* EXERCISE OBJECTIVE
Arrange every line of the entries below as a Markdown table with the columns Row and Line, numbering each row and omitting blank lines.

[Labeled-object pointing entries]
◇ ◇ ◇ ◇

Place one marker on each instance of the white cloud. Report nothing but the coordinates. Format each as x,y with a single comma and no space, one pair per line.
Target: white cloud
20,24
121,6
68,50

◇ ◇ ◇ ◇

* ANSWER FOR THIS EXERCISE
| Row | Line |
|---|---|
| 1 | Place one marker on each instance of the white cloud. Report nothing but the coordinates. Format each as x,y with a single comma and no space, one pair per line. |
| 2 | Target: white cloud |
| 3 | 20,24 |
| 4 | 121,6 |
| 5 | 68,50 |